• Brief a
Count the lines in the records that contain the word "white", and reply with the number alone.

• Passage provided
In this guide, you will learn everything you should know to get started with OpenTelemetry, why logs and metrics aren’t enough to debug our distributed services, what distributed tracing is, and why we would need it in a distributed environment.
We will then take a deep dive into OpenTelemetry, its structure, deployment methods, and some best practices.
What is OpenTelemetry: Contents
- Why logs and metrics are not enough to debug our microservices
- What is distributed tracing?
- Distributed Traces with Jaeger Tracing
- The Three Types of Telemetry
- What is OpenTelemetry?
- The OpenTelemetry Stack
- OpenTelemetry Deployment Strategies
- How does the OpenTelemetry SDK work?
- OpenTelemetry Auto and Manual Instrumentation
- Get Started with OpenTelemetry
- OpenTelemetry Glossary
As developers, one of the biggest aspects of our job is to respond quickly to incidents that occur in production and to resolve these issues as fast as possible.
To be able to do that, we need to gather a lot of information fast so we can understand the full picture of what’s going on in production and tackle these incidents as soon as they arise.
But with the adoption of distributed architecture, and as the number of services in many organizations increases, understanding and troubleshooting our system has become more complex.
The tools we used to rely on the most – metrics and logs – fail to deliver the necessary visibility across our distributed system.
This is where OpenTelemetry and distributed tracing come into play.
Distributed tracing is slowly becoming a crucial tool to pinpoint, troubleshoot and solve performance issues, errors, and more in distributed systems.
OpenTelemetry is currently the standard open-source for collecting distributed traces, which eventually help us solve issues in our system (more on that later).
Logs and Metrics Aren’t Enough to Debug our Distributed System
Metrics provide us with a high-level view of our system’s health and if it behaves within our desired boundaries.
Metrics are great at showing you when behavior has changed. However, since metrics are so high level, we only know which application is experiencing a change in behavior (e.g., database) and what metric was changed (e.g. high CPU).
We do not have the relevant information as to why it’s happening, what the root cause is, and how we can fix it.
Logs are the trail of breadcrumbs we leave within our application to read them later and understand how the application is behaving. For example, if your application failed to write to the database, you’d be able to read that in your logs.
But in distributed systems, your code is also getting distributed, and with that, your logs. You end up having a distributed trail of breadcrumbs, which is extremely difficult to follow.
If logs are the story each service tells us, in a distributed system, suddenly we have 3 different stories, which makes it difficult to understand where we should investigate.
Our ability to understand where a problem lies diminishes as we continue to distribute our applications. To be more specific, we lose the ability to correlate where an operation has started, where a simple request came from and the process it went through.
|Logs||Low-level data point||breadcrumbs trail we leave within our application to read them later and understand how the application behaved.|
|Metrics||High-level data point||High-level health and behavior of our entire system; something is not working as expected from the system point of view|
So metrics are too high level and only provide us with the status of the overall system and logs (while helpful as they offer more details) are too low level and don’t provide the full picture.
This is where distributed tracing makes the difference.
What is Distributed Tracing?
Distributed tracing tells us what happens between different services and components and showcases their relationships. This is extremely important for distributed services architecture, where many issues are caused due to the failed communication between components.

• Record set

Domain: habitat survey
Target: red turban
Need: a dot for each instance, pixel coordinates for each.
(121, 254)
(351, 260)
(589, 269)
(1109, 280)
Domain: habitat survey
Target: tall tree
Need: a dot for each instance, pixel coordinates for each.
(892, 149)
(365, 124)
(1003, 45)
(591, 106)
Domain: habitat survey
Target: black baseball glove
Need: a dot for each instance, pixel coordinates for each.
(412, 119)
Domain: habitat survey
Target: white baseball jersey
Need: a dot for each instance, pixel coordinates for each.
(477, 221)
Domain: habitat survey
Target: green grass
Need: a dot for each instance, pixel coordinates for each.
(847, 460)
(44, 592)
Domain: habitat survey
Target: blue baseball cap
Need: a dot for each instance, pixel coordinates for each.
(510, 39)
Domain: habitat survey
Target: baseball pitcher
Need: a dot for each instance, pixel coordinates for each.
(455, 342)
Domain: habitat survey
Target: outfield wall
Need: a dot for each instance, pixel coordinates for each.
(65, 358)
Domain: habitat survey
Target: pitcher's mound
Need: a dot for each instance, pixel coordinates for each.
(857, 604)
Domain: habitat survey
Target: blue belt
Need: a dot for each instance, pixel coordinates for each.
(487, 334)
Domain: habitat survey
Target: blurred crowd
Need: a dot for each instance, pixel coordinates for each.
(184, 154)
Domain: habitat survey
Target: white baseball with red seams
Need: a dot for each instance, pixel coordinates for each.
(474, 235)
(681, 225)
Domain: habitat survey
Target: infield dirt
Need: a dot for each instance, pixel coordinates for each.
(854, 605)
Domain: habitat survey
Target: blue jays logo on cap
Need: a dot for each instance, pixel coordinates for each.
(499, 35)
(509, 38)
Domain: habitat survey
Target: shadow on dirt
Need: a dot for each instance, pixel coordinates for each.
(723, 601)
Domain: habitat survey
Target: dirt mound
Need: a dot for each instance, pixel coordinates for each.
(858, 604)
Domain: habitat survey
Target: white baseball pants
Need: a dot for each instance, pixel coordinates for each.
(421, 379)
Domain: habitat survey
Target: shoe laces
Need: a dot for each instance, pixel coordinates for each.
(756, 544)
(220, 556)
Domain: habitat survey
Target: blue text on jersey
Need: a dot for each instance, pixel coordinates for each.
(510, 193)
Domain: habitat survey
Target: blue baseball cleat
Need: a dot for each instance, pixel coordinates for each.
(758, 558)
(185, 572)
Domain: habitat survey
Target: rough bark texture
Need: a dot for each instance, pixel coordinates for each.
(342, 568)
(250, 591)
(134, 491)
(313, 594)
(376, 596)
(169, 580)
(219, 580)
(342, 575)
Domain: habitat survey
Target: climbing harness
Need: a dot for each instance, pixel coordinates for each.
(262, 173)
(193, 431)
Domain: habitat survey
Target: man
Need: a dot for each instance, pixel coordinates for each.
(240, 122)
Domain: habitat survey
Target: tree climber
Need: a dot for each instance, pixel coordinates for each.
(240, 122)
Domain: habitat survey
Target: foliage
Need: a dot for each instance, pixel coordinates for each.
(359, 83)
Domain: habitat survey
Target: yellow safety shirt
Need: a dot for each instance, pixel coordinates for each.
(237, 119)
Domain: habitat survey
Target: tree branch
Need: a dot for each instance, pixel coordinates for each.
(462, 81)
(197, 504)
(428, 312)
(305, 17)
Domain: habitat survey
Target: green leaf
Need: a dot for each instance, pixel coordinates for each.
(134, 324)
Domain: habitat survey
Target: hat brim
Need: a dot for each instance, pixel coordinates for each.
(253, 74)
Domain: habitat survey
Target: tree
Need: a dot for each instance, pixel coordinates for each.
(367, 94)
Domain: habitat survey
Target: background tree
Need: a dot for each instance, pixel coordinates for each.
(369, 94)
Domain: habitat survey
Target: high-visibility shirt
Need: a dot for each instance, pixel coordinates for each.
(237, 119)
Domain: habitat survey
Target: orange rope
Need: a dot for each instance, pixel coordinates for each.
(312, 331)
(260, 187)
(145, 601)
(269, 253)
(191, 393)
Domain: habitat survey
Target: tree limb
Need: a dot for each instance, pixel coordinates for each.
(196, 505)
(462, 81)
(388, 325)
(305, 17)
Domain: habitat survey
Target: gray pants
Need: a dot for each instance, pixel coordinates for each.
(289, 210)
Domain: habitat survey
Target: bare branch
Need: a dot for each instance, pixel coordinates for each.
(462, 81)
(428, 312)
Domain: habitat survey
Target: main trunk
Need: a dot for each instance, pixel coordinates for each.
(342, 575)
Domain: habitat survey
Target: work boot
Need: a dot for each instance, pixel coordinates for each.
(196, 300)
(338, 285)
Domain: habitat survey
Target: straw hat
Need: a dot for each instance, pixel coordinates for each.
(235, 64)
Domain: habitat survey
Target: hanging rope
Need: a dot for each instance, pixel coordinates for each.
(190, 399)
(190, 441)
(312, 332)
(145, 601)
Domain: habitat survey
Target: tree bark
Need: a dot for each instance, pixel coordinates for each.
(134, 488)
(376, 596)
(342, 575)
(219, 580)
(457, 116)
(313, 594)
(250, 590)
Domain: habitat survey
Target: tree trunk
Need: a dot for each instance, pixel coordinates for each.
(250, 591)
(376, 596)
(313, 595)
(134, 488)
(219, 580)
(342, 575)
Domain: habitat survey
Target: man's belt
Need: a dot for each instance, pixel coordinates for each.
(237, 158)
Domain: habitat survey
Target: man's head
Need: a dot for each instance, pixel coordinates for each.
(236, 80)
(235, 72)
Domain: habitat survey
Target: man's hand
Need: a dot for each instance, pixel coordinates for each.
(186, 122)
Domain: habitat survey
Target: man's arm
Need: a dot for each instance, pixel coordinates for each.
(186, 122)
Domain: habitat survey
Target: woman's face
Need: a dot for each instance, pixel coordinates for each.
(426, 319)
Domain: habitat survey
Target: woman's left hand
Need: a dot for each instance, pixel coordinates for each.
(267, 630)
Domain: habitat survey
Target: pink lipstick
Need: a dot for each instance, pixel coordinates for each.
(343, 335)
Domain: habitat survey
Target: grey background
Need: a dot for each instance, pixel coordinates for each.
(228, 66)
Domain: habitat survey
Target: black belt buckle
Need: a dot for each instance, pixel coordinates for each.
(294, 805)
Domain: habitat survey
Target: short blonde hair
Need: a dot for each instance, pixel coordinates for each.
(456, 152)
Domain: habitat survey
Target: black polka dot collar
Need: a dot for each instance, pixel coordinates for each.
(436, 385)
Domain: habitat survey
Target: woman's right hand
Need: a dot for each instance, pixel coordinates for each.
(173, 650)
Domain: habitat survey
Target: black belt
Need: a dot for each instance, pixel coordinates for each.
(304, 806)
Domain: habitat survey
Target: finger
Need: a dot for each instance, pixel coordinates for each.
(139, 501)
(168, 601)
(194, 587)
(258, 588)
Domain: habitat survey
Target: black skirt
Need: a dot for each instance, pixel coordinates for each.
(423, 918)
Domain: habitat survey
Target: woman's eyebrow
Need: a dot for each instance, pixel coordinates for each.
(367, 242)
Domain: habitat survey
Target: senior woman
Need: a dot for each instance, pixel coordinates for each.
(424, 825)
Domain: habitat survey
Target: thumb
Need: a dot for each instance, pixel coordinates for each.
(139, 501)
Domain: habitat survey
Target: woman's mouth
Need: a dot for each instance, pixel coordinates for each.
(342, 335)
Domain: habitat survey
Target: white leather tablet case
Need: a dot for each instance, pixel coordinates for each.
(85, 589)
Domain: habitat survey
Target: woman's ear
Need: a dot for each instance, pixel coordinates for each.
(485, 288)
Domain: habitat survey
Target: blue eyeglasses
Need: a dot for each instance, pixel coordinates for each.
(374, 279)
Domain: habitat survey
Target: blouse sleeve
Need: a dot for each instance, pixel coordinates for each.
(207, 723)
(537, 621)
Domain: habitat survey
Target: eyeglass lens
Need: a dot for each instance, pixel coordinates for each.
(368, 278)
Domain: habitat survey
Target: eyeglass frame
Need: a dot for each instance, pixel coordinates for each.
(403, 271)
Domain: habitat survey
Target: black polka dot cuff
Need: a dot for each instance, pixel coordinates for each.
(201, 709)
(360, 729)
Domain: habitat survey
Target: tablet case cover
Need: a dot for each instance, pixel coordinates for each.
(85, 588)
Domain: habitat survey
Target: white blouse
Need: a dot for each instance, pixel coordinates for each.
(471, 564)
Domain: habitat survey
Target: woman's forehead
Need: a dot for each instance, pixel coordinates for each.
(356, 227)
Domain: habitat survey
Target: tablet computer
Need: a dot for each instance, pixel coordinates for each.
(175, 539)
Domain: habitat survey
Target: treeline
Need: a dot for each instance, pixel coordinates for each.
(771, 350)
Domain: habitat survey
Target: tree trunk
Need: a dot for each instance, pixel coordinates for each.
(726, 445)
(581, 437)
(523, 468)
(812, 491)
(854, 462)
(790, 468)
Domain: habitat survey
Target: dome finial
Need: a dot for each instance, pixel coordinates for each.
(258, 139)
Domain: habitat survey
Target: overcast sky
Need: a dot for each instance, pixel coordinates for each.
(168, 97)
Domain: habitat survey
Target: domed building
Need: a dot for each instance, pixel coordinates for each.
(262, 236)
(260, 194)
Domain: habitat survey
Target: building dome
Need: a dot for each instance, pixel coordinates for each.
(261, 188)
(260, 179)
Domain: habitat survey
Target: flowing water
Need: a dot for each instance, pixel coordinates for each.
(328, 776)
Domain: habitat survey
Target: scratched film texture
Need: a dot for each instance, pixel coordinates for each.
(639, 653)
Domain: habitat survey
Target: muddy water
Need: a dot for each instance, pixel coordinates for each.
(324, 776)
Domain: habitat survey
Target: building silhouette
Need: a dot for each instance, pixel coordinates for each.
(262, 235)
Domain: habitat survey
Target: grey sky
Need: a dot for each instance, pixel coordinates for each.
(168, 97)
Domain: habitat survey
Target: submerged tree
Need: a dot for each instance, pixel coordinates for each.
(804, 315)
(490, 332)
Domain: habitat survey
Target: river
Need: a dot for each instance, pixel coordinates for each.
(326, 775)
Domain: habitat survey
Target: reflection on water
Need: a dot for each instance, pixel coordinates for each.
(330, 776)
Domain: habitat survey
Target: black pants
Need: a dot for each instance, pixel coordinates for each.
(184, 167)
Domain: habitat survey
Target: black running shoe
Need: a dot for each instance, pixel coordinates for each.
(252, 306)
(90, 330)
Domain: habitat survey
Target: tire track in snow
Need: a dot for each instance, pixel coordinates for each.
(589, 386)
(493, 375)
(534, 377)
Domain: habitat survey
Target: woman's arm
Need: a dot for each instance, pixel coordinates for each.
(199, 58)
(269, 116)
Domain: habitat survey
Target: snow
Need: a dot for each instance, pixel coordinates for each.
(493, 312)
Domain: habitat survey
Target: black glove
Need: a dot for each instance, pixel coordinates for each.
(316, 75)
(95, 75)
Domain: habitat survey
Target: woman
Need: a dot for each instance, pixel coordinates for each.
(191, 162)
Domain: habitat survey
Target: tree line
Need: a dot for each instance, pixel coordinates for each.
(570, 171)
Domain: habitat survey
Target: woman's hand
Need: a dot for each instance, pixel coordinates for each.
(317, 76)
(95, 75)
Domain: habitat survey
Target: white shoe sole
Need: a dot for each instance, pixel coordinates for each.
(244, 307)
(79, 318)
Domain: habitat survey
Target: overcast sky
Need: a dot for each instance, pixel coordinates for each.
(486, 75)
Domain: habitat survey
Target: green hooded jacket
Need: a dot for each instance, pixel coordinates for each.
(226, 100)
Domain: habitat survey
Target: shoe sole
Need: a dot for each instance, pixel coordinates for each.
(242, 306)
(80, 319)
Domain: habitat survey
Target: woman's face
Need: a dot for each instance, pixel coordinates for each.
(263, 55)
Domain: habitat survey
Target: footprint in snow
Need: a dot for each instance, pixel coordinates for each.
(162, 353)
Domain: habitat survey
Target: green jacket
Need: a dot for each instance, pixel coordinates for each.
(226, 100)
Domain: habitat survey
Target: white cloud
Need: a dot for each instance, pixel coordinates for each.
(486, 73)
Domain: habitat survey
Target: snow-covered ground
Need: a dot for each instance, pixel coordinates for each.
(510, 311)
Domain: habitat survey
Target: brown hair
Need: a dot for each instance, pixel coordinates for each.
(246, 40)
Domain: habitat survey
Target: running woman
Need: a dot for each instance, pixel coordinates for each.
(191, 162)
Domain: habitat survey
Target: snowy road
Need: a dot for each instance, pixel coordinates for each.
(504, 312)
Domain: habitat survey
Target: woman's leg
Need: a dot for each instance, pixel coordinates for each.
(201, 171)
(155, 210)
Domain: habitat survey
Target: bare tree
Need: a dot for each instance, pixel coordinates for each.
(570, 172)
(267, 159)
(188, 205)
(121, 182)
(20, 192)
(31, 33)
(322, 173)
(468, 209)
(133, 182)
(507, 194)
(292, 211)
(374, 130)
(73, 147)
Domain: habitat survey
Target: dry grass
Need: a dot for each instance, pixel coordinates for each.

• Brief b
Reproduce the OpenTelemetry guide word for word from "- The OpenTelemetry" to "become more complex.".

• Result a
7

• Result b
- The OpenTelemetry Stack
- OpenTelemetry Deployment Strategies
- How does the OpenTelemetry SDK work?
- OpenTelemetry Auto and Manual Instrumentation
- Get Started with OpenTelemetry
- OpenTelemetry Glossary
As developers, one of the biggest aspects of our job is to respond quickly to incidents that occur in production and to resolve these issues as fast as possible.
To be able to do that, we need to gather a lot of information fast so we can understand the full picture of what’s going on in production and tackle these incidents as soon as they arise.
But with the adoption of distributed architecture, and as the number of services in many organizations increases, understanding and troubleshooting our system has become more complex.